### TRECHO SELECIONADO
Ainda sobre o Judicário

Este artigo foi publicado na Folha de S. Paulo em 13 de junho de 2007. Os questionamentos não são novos, infelizmente.

TENDÊNCIAS/DEBATES

A crise política e o Judiciário
MARCO ANTONIO VILLA

O nó górdio da impunidade, e que atinge o coração da democracia, não está no Executivo nem no Legislativo, mas no Judiciário

A AÇÃO da Polícia Federal, especialmente a Operação Navalha, tem criado enorme polêmica.
Muitos perguntam a quem interessam essas ações, como se uma polícia de Estado tivesse de servir ao governo em vez de defender o interesse público. A cada operação, é elaborada uma teoria conspiratória e começa a busca dos favorecidos e dos prejudicados.

### REGISTROS DE DADOS
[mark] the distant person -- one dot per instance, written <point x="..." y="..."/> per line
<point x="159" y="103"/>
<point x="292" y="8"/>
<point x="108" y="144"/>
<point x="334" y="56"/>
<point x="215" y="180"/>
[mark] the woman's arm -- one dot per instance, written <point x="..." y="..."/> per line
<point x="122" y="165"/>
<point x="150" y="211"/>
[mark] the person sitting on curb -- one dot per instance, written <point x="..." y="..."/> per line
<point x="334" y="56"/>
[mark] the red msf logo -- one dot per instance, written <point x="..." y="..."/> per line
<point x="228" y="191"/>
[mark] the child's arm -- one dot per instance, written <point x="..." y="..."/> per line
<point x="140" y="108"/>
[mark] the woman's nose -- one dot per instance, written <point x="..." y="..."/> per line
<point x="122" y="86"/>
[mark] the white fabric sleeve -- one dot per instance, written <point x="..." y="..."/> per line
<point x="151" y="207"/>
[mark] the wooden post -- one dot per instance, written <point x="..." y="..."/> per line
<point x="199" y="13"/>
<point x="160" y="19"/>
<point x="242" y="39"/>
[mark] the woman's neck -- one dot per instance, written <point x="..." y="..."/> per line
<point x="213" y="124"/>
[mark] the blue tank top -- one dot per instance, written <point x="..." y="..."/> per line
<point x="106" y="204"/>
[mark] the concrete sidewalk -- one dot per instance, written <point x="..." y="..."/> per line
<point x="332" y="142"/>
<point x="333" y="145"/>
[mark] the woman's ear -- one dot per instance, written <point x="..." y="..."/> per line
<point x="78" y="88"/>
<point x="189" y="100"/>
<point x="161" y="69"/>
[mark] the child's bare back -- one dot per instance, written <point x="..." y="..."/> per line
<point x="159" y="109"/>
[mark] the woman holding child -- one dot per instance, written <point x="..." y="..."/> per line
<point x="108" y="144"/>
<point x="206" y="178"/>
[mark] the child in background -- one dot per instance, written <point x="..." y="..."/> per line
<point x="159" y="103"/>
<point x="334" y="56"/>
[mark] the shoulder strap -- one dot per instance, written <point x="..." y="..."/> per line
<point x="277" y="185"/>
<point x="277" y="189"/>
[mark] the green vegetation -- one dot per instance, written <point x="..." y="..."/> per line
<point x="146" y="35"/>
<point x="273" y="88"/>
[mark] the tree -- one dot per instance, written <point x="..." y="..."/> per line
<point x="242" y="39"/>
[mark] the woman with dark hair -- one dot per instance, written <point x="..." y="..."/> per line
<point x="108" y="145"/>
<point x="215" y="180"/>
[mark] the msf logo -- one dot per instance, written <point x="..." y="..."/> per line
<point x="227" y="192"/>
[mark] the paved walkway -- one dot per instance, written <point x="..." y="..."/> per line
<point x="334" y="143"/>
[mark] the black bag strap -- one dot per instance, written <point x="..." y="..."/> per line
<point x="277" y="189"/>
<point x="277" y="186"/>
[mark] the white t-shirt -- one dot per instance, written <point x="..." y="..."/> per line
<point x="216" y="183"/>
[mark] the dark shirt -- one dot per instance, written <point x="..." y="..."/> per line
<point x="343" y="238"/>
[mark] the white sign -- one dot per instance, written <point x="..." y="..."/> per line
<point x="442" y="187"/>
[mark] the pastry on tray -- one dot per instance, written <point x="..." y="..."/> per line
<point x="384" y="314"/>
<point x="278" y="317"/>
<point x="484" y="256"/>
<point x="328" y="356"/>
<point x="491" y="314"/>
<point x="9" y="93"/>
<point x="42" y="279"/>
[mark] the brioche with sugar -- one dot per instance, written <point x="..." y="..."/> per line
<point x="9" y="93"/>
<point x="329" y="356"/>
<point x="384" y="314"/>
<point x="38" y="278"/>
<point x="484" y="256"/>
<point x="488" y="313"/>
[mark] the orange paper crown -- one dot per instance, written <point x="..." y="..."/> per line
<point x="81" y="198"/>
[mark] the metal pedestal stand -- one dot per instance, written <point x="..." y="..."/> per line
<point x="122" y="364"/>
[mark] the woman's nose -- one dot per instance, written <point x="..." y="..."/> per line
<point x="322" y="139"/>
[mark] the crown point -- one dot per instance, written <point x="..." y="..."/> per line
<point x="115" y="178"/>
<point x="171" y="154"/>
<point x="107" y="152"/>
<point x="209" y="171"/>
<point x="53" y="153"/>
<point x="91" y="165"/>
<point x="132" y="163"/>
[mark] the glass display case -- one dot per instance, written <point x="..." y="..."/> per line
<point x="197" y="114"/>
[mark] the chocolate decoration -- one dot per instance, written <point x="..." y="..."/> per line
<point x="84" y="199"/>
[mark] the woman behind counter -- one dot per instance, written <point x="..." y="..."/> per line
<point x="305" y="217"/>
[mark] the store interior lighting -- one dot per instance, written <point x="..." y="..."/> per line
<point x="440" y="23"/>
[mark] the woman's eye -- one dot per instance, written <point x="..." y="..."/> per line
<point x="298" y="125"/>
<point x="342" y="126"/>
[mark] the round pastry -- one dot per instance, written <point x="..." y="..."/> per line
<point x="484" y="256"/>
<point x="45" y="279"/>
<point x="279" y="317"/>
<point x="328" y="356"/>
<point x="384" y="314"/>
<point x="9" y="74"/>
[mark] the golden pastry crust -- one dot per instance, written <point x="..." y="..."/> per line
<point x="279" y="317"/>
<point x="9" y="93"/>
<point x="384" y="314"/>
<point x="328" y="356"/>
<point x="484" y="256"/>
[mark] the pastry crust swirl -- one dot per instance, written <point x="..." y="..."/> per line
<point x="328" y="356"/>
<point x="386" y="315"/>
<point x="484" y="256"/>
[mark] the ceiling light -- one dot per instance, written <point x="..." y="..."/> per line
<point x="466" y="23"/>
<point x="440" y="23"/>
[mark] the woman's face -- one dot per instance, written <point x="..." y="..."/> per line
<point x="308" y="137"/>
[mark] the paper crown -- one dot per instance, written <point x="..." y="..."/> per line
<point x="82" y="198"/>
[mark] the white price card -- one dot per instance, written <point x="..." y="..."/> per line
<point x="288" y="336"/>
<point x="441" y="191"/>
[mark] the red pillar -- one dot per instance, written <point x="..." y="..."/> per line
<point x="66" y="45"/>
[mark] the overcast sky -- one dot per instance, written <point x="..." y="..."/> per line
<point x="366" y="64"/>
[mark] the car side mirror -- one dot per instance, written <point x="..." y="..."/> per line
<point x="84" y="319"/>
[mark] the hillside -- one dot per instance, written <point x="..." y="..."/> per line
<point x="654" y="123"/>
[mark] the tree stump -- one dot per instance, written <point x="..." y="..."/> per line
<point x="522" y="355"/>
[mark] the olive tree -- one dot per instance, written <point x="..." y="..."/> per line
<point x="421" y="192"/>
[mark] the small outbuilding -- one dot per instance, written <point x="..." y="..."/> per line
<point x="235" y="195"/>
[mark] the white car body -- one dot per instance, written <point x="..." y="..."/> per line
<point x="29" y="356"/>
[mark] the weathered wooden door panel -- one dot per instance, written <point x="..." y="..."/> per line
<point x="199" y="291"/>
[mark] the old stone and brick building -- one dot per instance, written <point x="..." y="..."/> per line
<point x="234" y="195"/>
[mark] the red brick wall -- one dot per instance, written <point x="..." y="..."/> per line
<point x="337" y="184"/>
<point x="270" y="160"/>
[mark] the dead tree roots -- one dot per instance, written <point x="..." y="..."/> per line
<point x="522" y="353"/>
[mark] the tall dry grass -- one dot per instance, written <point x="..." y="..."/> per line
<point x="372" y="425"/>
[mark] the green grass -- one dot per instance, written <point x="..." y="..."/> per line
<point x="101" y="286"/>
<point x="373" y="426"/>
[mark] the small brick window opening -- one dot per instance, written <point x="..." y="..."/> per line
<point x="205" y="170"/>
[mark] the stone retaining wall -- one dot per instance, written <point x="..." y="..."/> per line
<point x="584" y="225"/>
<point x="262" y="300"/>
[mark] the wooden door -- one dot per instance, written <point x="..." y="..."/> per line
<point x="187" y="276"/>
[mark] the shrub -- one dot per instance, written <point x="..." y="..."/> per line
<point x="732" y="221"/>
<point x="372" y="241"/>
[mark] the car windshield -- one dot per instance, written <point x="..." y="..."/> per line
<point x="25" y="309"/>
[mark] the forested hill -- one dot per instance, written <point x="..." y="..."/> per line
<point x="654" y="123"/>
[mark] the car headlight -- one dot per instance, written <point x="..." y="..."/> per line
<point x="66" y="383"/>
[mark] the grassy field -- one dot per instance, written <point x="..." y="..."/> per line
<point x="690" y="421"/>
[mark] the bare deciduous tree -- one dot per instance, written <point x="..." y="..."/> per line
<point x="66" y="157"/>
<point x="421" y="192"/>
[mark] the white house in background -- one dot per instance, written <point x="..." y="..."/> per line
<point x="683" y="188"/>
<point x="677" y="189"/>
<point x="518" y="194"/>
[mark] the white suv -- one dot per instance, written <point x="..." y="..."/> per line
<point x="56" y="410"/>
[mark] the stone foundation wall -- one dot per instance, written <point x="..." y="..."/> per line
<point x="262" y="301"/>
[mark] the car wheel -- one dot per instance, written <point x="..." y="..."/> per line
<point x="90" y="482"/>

### TAREFAS DO EXERCÍCIO
a – Devolva o trecho sobre o Judiciário, de "Muitos perguntam a" até "e dos prejudicados.", sem qualquer alteração.
b – Informe se cada afirmação a seguir está de acordo com o trecho sobre o Judiciário, respondendo sim ou não e citando literalmente as palavras decisivas do trecho. (i) O artigo foi publicado na Folha de S. Paulo em 2007. (ii) O nó górdio da impunidade está no Legislativo. (iii) A Operação Navalha é mencionada como uma ação da Polícia Federal.

### RESPOSTAS DO EXERCÍCIO
a –
Muitos perguntam a quem interessam essas ações, como se uma polícia de Estado tivesse de servir ao governo em vez de defender o interesse público. A cada operação, é elaborada uma teoria conspiratória e começa a busca dos favorecidos e dos prejudicados.

b –
(i) Sim: "Este artigo foi publicado na Folha de S. Paulo em 13 de junho de 2007."
(ii) Não: "não está no Executivo nem no Legislativo, mas no Judiciário"
(iii) Sim: "A AÇÃO da Polícia Federal, especialmente a Operação Navalha, tem criado enorme polêmica."